## Job:
Update the material from the line that has "foliage** | outline" through the end of the material by replacing "eyeglasses" with "spectacles" and leaving everything else unchanged. Leave the pictures out of your answer.

========

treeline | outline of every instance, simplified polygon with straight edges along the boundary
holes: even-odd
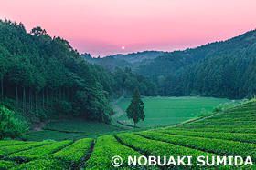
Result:
[[[117,76],[87,63],[68,41],[50,37],[40,27],[27,34],[21,23],[0,21],[1,104],[15,105],[32,121],[79,115],[109,122],[109,99],[115,90],[126,87]],[[130,87],[154,85],[144,79]],[[145,90],[144,95],[152,94]]]
[[[256,31],[250,31],[228,41],[166,53],[134,71],[150,76],[160,95],[251,98],[256,94],[255,42]]]

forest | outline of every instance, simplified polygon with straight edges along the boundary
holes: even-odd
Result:
[[[117,91],[157,95],[149,78],[90,64],[67,40],[39,26],[27,33],[9,20],[0,21],[0,105],[29,122],[80,116],[109,123]]]
[[[141,57],[142,54],[144,54],[143,60],[131,59]],[[128,66],[132,72],[155,82],[161,96],[240,99],[251,98],[256,92],[255,54],[256,31],[252,30],[227,41],[183,51],[128,54],[124,56],[129,60],[125,61],[123,55],[86,59],[106,68]],[[102,64],[102,61],[108,62]]]

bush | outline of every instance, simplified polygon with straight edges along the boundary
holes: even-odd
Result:
[[[21,138],[27,132],[27,124],[15,118],[14,115],[13,111],[0,105],[0,140],[5,137]]]
[[[56,113],[59,115],[69,115],[72,111],[72,105],[67,101],[60,101],[56,104]]]

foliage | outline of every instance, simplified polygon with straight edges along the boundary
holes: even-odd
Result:
[[[140,156],[142,155],[121,145],[112,135],[105,135],[98,137],[91,158],[85,164],[85,168],[114,169],[111,164],[111,160],[114,155],[119,155],[123,159],[123,165],[119,168],[125,168],[125,165],[127,166],[128,155]],[[137,169],[136,167],[130,168]]]
[[[35,131],[30,132],[25,139],[29,141],[49,141],[51,140],[61,141],[61,140],[74,140],[86,137],[87,135],[84,133],[65,133],[51,130]]]
[[[5,137],[22,138],[28,130],[26,122],[15,118],[15,113],[3,105],[0,105],[0,140]]]
[[[188,147],[184,147],[177,145],[168,144],[161,141],[150,140],[144,137],[133,135],[133,134],[121,134],[117,135],[117,137],[128,146],[135,149],[136,151],[142,153],[143,155],[165,155],[165,156],[186,156],[191,155],[192,156],[192,165],[194,167],[197,168],[197,158],[200,155],[209,156],[216,156],[217,155],[191,149]],[[163,162],[163,157],[161,157],[161,162]],[[187,164],[187,160],[184,160],[186,164]],[[172,168],[176,167],[171,165]],[[167,167],[165,167],[167,168]],[[186,168],[182,165],[179,168]]]
[[[124,98],[116,105],[124,111],[128,108],[130,100]],[[211,97],[143,97],[142,100],[146,117],[137,124],[139,127],[181,123],[198,116],[202,111],[210,112],[216,106],[224,107],[226,103],[238,103]],[[126,114],[119,116],[118,120],[123,124],[133,125]]]
[[[56,104],[56,113],[59,115],[69,115],[72,111],[72,105],[67,101],[59,101]]]
[[[24,143],[24,145],[7,145],[0,148],[0,156],[10,155],[12,153],[30,149],[36,146],[45,145],[50,144],[49,142],[34,142],[34,143]]]
[[[107,79],[100,83],[101,78],[95,77],[101,75],[98,72],[108,75],[108,71],[94,68],[68,41],[50,37],[39,26],[27,34],[21,23],[0,20],[0,25],[1,101],[15,99],[15,108],[37,122],[53,118],[54,111],[72,116],[72,107],[88,98],[75,114],[109,122],[112,85],[102,86]],[[76,95],[80,92],[83,94]]]
[[[16,162],[0,160],[0,169],[10,169],[16,165]]]
[[[126,113],[128,118],[131,118],[134,122],[134,128],[136,128],[136,124],[144,119],[145,115],[144,112],[144,103],[141,99],[141,95],[138,88],[134,89],[133,98],[131,100],[131,104],[128,106]]]
[[[26,151],[15,153],[9,155],[8,157],[10,159],[20,161],[28,161],[35,158],[40,158],[42,156],[52,154],[53,152],[59,151],[59,149],[70,145],[72,141],[61,141],[58,143],[53,143],[40,147],[35,147]]]
[[[80,139],[71,145],[69,145],[57,153],[49,155],[48,156],[50,158],[58,158],[65,161],[79,163],[81,158],[89,155],[90,148],[92,143],[93,139],[91,138]]]
[[[44,169],[44,170],[63,170],[70,169],[71,165],[59,159],[37,159],[15,167],[15,170],[23,169]]]

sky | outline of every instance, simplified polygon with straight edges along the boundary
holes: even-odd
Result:
[[[174,51],[256,28],[255,0],[1,0],[0,19],[35,26],[101,57]],[[124,48],[124,49],[123,49]]]

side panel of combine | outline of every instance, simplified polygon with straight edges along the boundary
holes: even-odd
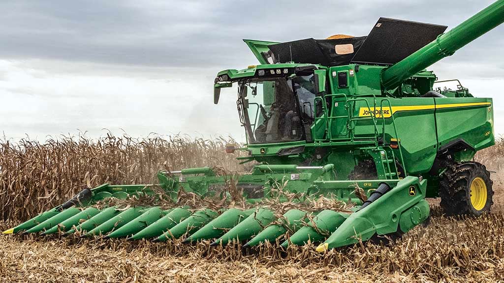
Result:
[[[492,100],[489,98],[436,98],[436,122],[439,149],[467,143],[472,154],[494,143]]]
[[[356,101],[355,105],[353,115],[359,119],[353,122],[356,137],[374,137],[375,131],[383,136],[385,121],[383,142],[388,144],[391,139],[400,139],[404,158],[408,161],[405,165],[408,173],[430,169],[437,151],[433,98],[377,97],[375,104],[369,98]],[[375,117],[375,128],[370,111]]]

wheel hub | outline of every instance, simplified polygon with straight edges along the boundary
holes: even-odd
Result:
[[[474,209],[480,210],[486,204],[486,184],[481,177],[475,178],[471,183],[471,204]]]

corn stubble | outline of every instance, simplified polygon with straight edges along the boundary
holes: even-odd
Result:
[[[25,220],[59,204],[87,183],[152,182],[157,170],[165,167],[211,165],[243,171],[233,160],[236,156],[221,153],[226,143],[223,139],[136,140],[113,136],[98,141],[67,138],[44,144],[26,140],[19,145],[4,143],[0,152],[0,211],[4,220]],[[501,281],[503,153],[501,139],[476,157],[496,171],[492,174],[493,213],[477,219],[447,218],[433,201],[428,225],[416,227],[393,244],[365,242],[320,254],[310,245],[282,250],[274,244],[265,244],[251,250],[238,243],[210,247],[207,242],[187,245],[178,240],[159,243],[100,237],[0,237],[0,278],[40,282]],[[234,197],[234,205],[241,205]],[[180,199],[195,206],[222,205],[210,200],[198,203],[190,194]],[[274,199],[267,201],[264,204],[282,210]],[[325,199],[304,205],[348,208]],[[9,224],[0,222],[0,228]]]

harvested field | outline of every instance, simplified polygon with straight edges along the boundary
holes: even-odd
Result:
[[[123,138],[106,138],[117,140]],[[208,146],[210,149],[197,150],[191,146],[201,148],[201,144],[193,140],[186,139],[188,146],[178,150],[168,147],[172,144],[167,141],[159,140],[155,144],[164,146],[155,148],[149,155],[138,149],[145,146],[142,141],[135,141],[129,146],[131,147],[126,148],[107,148],[106,145],[95,147],[88,141],[86,146],[90,148],[84,150],[86,146],[81,144],[84,142],[72,140],[70,145],[66,144],[68,141],[52,141],[49,142],[52,146],[30,145],[29,143],[21,146],[29,150],[12,144],[3,145],[3,151],[0,151],[0,203],[3,205],[0,211],[5,219],[11,218],[17,222],[25,219],[71,196],[87,182],[93,184],[104,180],[116,183],[144,182],[152,178],[148,174],[153,175],[163,166],[177,168],[186,164],[194,166],[212,162],[204,163],[207,160],[214,161],[208,165],[228,162],[224,165],[240,169],[230,156],[220,153],[223,151],[222,141],[205,141],[213,145]],[[125,146],[125,140],[121,143],[120,146]],[[168,149],[178,153],[175,156],[178,157],[170,159],[171,154],[168,153],[173,152]],[[49,151],[42,154],[43,151]],[[477,157],[490,170],[496,172],[492,174],[496,192],[493,213],[478,219],[449,219],[442,215],[436,202],[433,201],[433,216],[429,225],[415,228],[394,245],[364,243],[326,254],[316,253],[312,247],[307,247],[280,253],[270,247],[251,251],[232,247],[210,248],[204,243],[187,245],[172,242],[0,236],[0,281],[504,280],[504,193],[501,191],[504,178],[500,170],[504,163],[500,160],[502,152],[504,142],[501,139],[495,147],[482,151]],[[188,152],[194,153],[191,154],[195,156]],[[59,154],[59,158],[50,157],[56,154]],[[195,159],[196,156],[201,158]],[[115,162],[106,159],[111,158],[115,158]],[[31,160],[34,158],[38,159]],[[168,163],[163,165],[166,160]],[[64,162],[58,163],[58,161]],[[90,168],[93,169],[85,169],[86,163],[92,164]],[[57,169],[48,170],[53,164],[59,164]],[[90,173],[86,174],[88,171]],[[30,171],[37,173],[30,174]],[[16,177],[18,174],[21,176]],[[48,185],[51,182],[56,182],[56,192],[51,189],[52,185]],[[32,197],[34,198],[25,201]],[[25,203],[26,208],[23,207]],[[25,209],[31,211],[23,212]],[[11,225],[0,222],[0,229]]]

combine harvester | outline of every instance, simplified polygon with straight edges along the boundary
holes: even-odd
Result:
[[[257,207],[99,209],[93,204],[107,198],[154,193],[151,185],[104,184],[4,233],[79,231],[249,246],[309,241],[323,252],[407,232],[428,217],[426,197],[440,197],[447,215],[479,216],[492,205],[492,182],[472,159],[494,143],[492,100],[474,97],[460,83],[457,89],[436,89],[437,78],[425,69],[503,21],[499,0],[447,33],[446,26],[380,18],[367,36],[245,40],[261,64],[219,72],[214,102],[221,89],[237,85],[247,138],[246,148],[237,149],[247,153],[238,159],[257,165],[235,181]],[[158,176],[174,201],[183,189],[224,202],[225,184],[233,178],[209,167]],[[285,200],[278,196],[278,184],[301,196],[299,201],[323,195],[354,206],[277,216],[261,205],[273,197]],[[357,186],[366,196],[357,196]]]

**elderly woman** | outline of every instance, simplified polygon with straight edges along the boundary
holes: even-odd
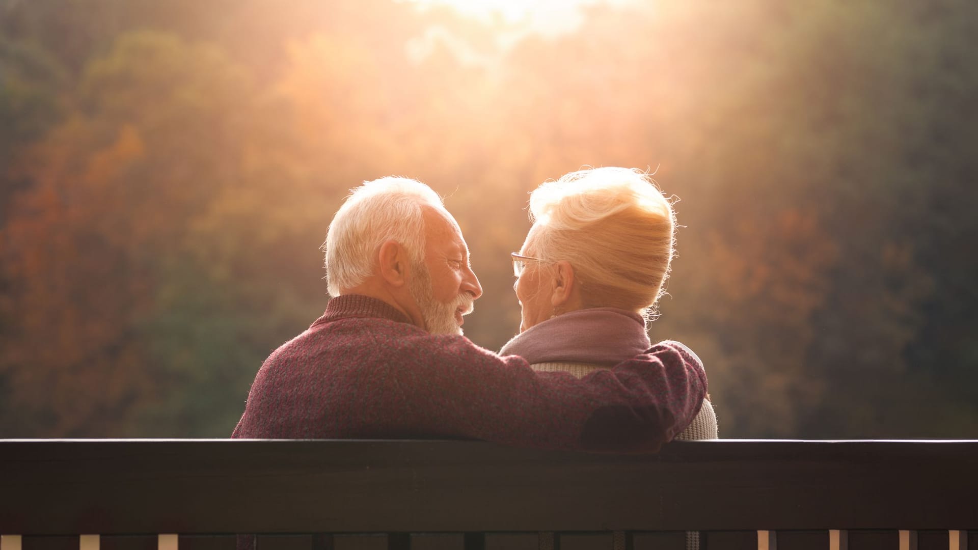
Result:
[[[583,377],[647,349],[645,323],[669,275],[675,232],[672,206],[649,178],[617,167],[572,172],[533,192],[530,217],[512,253],[519,334],[501,353]],[[708,400],[676,435],[716,437]],[[687,547],[698,547],[696,533]]]

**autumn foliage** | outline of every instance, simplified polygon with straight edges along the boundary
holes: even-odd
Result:
[[[978,436],[971,3],[86,4],[0,0],[0,436],[228,435],[382,175],[446,197],[498,349],[527,192],[582,165],[675,195],[650,334],[722,436]]]

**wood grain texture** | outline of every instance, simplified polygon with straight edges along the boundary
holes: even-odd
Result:
[[[974,464],[978,441],[4,440],[0,533],[975,529]]]
[[[828,550],[828,529],[779,530],[778,550]]]

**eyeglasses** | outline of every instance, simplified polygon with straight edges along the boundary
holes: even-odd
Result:
[[[519,277],[520,275],[523,274],[523,270],[526,269],[527,260],[532,259],[536,261],[543,261],[543,259],[539,257],[523,255],[517,252],[512,252],[510,255],[512,256],[512,274],[515,275],[516,277]]]

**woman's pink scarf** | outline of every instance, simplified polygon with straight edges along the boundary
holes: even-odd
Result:
[[[651,347],[645,321],[634,311],[590,307],[552,317],[512,337],[502,355],[530,364],[592,363],[614,366]]]

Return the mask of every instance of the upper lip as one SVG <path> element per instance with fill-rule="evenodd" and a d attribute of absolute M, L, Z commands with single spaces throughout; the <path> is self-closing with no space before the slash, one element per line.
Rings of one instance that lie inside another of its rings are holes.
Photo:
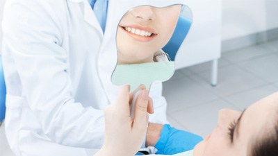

========

## Answer for the task:
**autumn foliage** | outline of every instance, simplified polygon with straight edges along the boundary
holes: even-odd
Result:
[[[978,436],[971,3],[86,4],[0,0],[0,436],[228,435],[382,175],[446,197],[498,349],[527,192],[582,165],[675,195],[650,334],[722,436]]]

**wood grain texture** | outline of every instance, simplified polygon with straight edges along the boundary
holes: even-odd
Result:
[[[974,464],[978,441],[4,440],[0,533],[975,529]]]
[[[828,550],[828,529],[779,530],[778,550]]]

**spectacles** | outline of every instance, simplified polygon with straight edges along the boundary
holes: even-odd
Result:
[[[519,277],[520,275],[523,274],[523,270],[526,269],[527,260],[532,259],[536,261],[543,261],[543,259],[539,257],[523,255],[517,252],[512,252],[510,255],[512,256],[512,274],[515,275],[516,277]]]

**woman's pink scarf** | outline of every instance, simplified polygon with straight edges along the boundary
holes: even-odd
Result:
[[[651,347],[645,321],[634,311],[590,307],[552,317],[512,337],[502,355],[530,364],[592,363],[614,366]]]

Return the mask of every instance of the upper lip as one SVG <path> element per instance with fill-rule="evenodd" and a d attribute of absolute M, L, Z commands with single spaces throughout; the <path> is self-closing with no space before the slash, one element per line.
Rings of one instance that lie inside another of its rings are holes.
Photo:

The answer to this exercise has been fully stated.